▸ EXERCISE OBJECTIVE
Reproduce the listing that follows with no differences at all.

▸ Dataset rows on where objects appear
──────────────────────────────
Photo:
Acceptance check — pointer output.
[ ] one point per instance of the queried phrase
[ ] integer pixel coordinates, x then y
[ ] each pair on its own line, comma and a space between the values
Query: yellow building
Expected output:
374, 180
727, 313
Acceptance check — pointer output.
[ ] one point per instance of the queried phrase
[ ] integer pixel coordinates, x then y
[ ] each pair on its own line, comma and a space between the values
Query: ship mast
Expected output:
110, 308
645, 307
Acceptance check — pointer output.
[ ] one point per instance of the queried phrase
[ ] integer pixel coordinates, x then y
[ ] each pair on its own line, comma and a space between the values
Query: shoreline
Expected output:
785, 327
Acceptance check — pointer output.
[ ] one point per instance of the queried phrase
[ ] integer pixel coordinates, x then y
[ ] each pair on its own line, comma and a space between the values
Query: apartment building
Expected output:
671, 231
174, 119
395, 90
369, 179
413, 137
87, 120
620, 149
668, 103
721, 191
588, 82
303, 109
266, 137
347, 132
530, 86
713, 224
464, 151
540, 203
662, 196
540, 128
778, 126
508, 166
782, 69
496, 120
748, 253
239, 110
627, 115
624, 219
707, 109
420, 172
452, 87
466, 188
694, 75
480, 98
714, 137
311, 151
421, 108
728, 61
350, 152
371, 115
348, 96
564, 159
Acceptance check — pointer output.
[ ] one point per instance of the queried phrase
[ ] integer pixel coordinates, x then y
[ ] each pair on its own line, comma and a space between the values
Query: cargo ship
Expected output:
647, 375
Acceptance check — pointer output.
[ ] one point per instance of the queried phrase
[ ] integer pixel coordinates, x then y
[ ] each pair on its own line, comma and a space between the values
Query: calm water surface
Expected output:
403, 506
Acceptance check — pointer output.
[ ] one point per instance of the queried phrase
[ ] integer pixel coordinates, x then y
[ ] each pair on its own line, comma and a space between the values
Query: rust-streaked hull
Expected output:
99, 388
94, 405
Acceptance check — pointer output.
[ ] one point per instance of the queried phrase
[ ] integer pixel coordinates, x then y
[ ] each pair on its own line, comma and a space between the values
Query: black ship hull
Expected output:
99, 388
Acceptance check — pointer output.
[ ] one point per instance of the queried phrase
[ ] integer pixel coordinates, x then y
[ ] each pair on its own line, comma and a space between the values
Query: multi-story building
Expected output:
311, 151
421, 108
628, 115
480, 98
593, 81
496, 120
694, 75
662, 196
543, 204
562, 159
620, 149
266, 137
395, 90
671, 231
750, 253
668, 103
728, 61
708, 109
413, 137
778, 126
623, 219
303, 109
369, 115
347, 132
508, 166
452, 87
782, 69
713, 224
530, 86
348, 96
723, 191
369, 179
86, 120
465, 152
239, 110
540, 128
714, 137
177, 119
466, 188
──────────────────────────────
▸ WRITTEN REPLY
Photo:
Acceptance check — pointer output.
[ ] one point per instance of the queried phrase
[ ] integer pixel coordinates, x then y
[ ] each pair on its own line, comma and a space between the values
Query: yellow building
Expected output:
374, 180
727, 313
Acceptance check — pointer output.
[ ] one point per instance of the queried phrase
[ ] integer pixel coordinates, x then y
[ ] each pair on its own line, comma and a space between the values
Query: ship mast
Expected output:
110, 308
645, 307
Acceptance check — pointer output.
[ ] one point per instance of the queried phrase
[ ] integer pixel coordinates, x then y
[ ] each pair on its own line, comma and a space between the values
Query: shoreline
Expected output:
785, 327
Acceptance check — pointer output.
[ ] one point per instance of the queried phrase
[ ] integer pixel coordinates, x then y
[ ] each pair on its own line, comma and a space between the values
Query: apartment building
Expected output:
671, 231
174, 119
395, 90
369, 179
413, 137
87, 120
620, 149
668, 103
721, 191
588, 82
303, 109
266, 137
347, 132
530, 86
713, 224
464, 151
540, 203
662, 196
540, 128
778, 126
508, 166
782, 69
496, 120
748, 253
239, 110
627, 115
624, 219
707, 109
420, 172
452, 87
466, 188
694, 75
480, 98
714, 137
311, 151
421, 108
728, 61
350, 152
371, 115
348, 96
564, 159
Acceptance check — pointer output.
[ ] one point per instance of the queried phrase
[ ] integer pixel coordinates, x then y
[ ] each pair on its own line, comma and a space between the values
Query: cargo ship
Expected output:
647, 375
Acceptance check — pointer output.
[ ] one point per instance of the queried phrase
[ ] integer pixel coordinates, x then y
[ ] each pair on its own line, comma and a space between the values
Query: calm water surface
Expected output:
403, 506
Acceptance check — pointer output.
[ ] one point per instance of the queried phrase
[ ] integer pixel coordinates, x then y
[ ] each pair on its own line, comma and a space between the values
Query: rust-streaked hull
Expected output:
99, 388
94, 405
Acceptance check — pointer output.
[ ] one point per instance of the queried phrase
[ ] integer pixel coordinates, x then y
[ ] each pair on its own line, comma and a space between the values
Query: black ship hull
Expected output:
99, 388
Acceptance check — pointer output.
[ ] one point per instance of the queried phrase
[ ] integer pixel coordinates, x then y
[ ] each pair on its own line, comma and a space between the values
Query: multi-story building
Expected output:
311, 151
421, 108
628, 115
480, 98
593, 81
496, 120
694, 75
662, 196
543, 204
562, 159
620, 149
266, 137
395, 90
671, 231
750, 253
668, 103
728, 61
708, 109
413, 137
778, 126
623, 219
303, 109
369, 115
347, 132
508, 166
452, 87
782, 69
713, 224
530, 86
348, 96
723, 191
369, 179
86, 120
465, 152
239, 110
540, 128
714, 137
177, 119
466, 188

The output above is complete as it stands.